Please rewrite the Portalarium excerpt starting with "Had Portalarium gone" and going on through "sell them houses.", renaming "Ultima fans" to "longtime fans" each time it appears.

Excerpt -
=-=-=-=-=

Had Portalarium gone for a smaller scope with the same budget and even the same technology, they might have been able to deliver a finished product. A competent RPG that probably wouldn't have made any Game of the Year lists, but would have been enough to satisfy Ultima fans.

But here's the thing. Portalarium's intention from the very beginning of the project was to emulate the living, breathing world of Ultima Online in its early days. The classic Ultima series was known for its focus on immersion. For some reason, their marketing department decided that the best way to immerse Ultima fans was to sell them houses.

And sold they did. The first consequence of this was that if you backed the game for the single player experience… well, you probably gave up hope the moment your bank account was debited. To someone who was looking for a great single player adventure, the monthly emails focused solely on player housing were utterly depressing, an obvious sign that Portalarium had taken your money and were doing whatever the hell they wanted with it. Month after month, the studio unveiled new kinds of houses that you could buy with real money. But why stop at a house? Why not buy a castle? Or a whole town? You could do that too, as a solo player or as a guild to have your own place to regroup. The emphasis on this aspect of the game was truly puzzling. Between that and the monthly dance parties thrown by “DJ Darkstarr” (executive producer Starr Long's alter ego), one might wonder whether the point was to have exciting adventures or just to create some sort of virtual renaissance fair for everyone to LARP in. In many ways, it felt like Portalarium were increasingly less interested in selling a game than a medieval Second Life service.

=-=-=-=-=

Dataset extract -
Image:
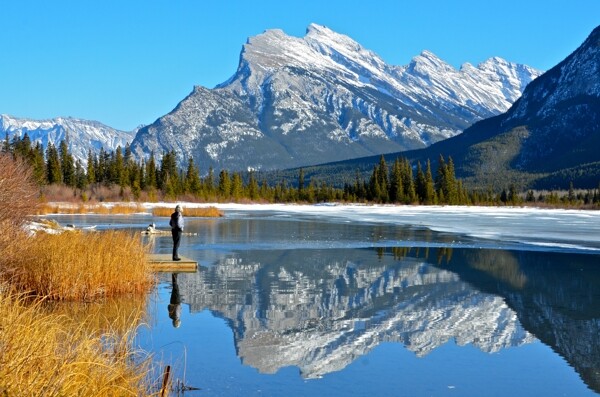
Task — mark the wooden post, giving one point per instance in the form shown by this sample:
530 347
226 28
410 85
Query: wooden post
164 390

=-=-=-=-=

Task result -
Had Portalarium gone for a smaller scope with the same budget and even the same technology, they might have been able to deliver a finished product. A competent RPG that probably wouldn't have made any Game of the Year lists, but would have been enough to satisfy longtime fans.

But here's the thing. Portalarium's intention from the very beginning of the project was to emulate the living, breathing world of Ultima Online in its early days. The classic Ultima series was known for its focus on immersion. For some reason, their marketing department decided that the best way to immerse longtime fans was to sell them houses.